Textauszug:
Gabriel: Mit Yücel-Freilassung "Hindernis" in Beziehungen zu Türkei überwunden
Mit der Freilassung von Deniz Yücel ist nach den Worten von Außenminister Sigmar Gabriel (SPD) "ein großes Hindernis" für die Weiterentwicklung der Beziehungen zur Türkei überwunden. Gabriel verwies am Samstag zugleich erneut auf die fünf Deutschen, die weiterhin aus politischen Gründen in der Türkei inhaftiert sind. Yücel bedankte sich in einer Videobotschaft bei seinen Unterstützern. Er wisse bis heute nicht, warum er in Haft gewesen sei.
Mit Ankara gebe es hinsichtlich der Werte in der Tat weiterhin "große Meinungsverschiedenheiten", sagte Gabriel auf der Münchner Sicherheitskonferenz. Allerdings sei die Türkei ein "großer und wichtiger Nachbar" und ein einflussreiches Land in der Region. Nun müsse man das "Momentum nutzen", um alle Gesprächsformate wiederzubeleben. "Ohne das Gespräch mit der türkischen Seite wüsste ich nicht, wie wir vorankommen können", betonte der amtierende Außenminister. Auch Außenamts-Staatsminister Michael Roth (SPD) sagte mit Blick auf die anderen aus politischen Gründen inhaftierten Deutschen, das Gespräch mit der türkischen Seite müsse fortgesetzt werden. Es sei die "oberste Pflicht" des Auswärtigen Amts, "dafür zu sorgen, dass wir unseren Bürgerinnen und Bürgern helfen, und dass wir auch der Rechtsstaatlichkeit und den Menschenrechten zum Durchbruch verhelfen", sagte Roth in einem Radio-Interview.

Aufgaben:
[A] Beantworte zum Artikel über die Freilassung von Deniz Yücel diese Fragen:
(i) Wie viele Deutsche sind laut Gabriel weiterhin aus politischen Gründen in der Türkei inhaftiert?
(ii) Wo äußerte sich Gabriel zu den Meinungsverschiedenheiten mit Ankara?
(iii) In welchem Rahmen sprach Michael Roth von der „obersten Pflicht“ des Auswärtigen Amts?
[B] Schreib den Artikel über die Freilassung von Deniz Yücel im Anschluss an seinen letzten Satz weiter.
Die Auflistung wird zum Lösen nicht gebraucht.

Zeigedaten zu Bezugsausdrücken
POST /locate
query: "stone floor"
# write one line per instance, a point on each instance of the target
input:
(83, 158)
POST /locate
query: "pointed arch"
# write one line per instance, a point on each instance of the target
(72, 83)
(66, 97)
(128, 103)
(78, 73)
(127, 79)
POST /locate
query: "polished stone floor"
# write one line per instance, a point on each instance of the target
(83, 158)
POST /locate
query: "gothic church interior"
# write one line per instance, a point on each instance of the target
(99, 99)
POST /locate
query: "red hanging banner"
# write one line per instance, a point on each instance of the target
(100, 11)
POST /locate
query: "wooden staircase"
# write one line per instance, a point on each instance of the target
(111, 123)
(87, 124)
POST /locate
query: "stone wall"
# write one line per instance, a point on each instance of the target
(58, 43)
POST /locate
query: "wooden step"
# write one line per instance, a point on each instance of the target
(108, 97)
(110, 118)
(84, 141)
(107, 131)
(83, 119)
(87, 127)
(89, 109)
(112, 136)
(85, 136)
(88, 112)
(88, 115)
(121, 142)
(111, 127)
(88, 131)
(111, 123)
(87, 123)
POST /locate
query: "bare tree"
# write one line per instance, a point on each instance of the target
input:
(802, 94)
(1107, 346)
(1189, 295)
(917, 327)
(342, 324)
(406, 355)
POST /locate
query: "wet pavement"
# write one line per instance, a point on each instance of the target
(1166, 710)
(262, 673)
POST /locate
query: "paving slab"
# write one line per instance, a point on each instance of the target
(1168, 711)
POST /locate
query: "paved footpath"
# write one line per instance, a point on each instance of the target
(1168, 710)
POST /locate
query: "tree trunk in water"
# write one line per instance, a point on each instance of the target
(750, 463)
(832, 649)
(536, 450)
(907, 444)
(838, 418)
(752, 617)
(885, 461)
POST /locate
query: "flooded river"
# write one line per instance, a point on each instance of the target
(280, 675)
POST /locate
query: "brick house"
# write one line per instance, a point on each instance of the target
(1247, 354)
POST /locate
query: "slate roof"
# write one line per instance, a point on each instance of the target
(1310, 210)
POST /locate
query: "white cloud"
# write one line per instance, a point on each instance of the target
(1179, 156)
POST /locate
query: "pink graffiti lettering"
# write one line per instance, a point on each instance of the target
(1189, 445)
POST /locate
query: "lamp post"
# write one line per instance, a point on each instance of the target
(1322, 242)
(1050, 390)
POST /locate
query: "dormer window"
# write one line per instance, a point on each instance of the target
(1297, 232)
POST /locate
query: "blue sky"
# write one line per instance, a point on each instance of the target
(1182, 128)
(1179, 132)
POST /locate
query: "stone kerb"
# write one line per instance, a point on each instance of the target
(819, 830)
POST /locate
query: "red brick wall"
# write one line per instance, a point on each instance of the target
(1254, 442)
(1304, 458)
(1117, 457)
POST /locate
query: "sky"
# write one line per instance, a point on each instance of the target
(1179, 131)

Lösungen:
[A]
(i) Fünf.
(ii) Auf der Münchner Sicherheitskonferenz.
(iii) In einem Radio-Interview.

[B]
Yücel war wenige Stunden nach seiner Entlassung aus dem Gefängnis am Freitagabend in Berlin eingetroffen. Yücel hatte am Freitagabend per Videobotschaft allen gedankt, die während der Haft an seiner Seite standen. Er wisse bis heute nicht, warum er verhaftet und "als Geisel genommen" worden sei, sagte der deutsch-türkische Journalist. "Und ich weiß auch nicht, warum ich heute freigelassen wurde." Weder Festnahme noch Freilassung hätten etwas mit "Recht und Gesetz" zu tun. Wegen anderer in der Türkei inhaftierter Journalisten bleibe "ein bitterer Nachgeschmack."
Yücel hatte sich am 14. Februar 2017 freiwillig der Polizei in Istanbul zur Befragung gestellt und war daraufhin in U-Haft genommen worden. Ein Jahr lang bewegte sich nichts in dem Verfahren, am Freitag ging es dann aber ganz schnell. Die Staatsanwaltschaft reichte ihre Anklageschrift ein, in der sie zwischen vier und 18 Jahren Haft wegen "Volksverhetzung" und "Terrorpropaganda" forderte. Das Gericht ordnete aber für die Dauer des Prozesses Yücels Freilassung an.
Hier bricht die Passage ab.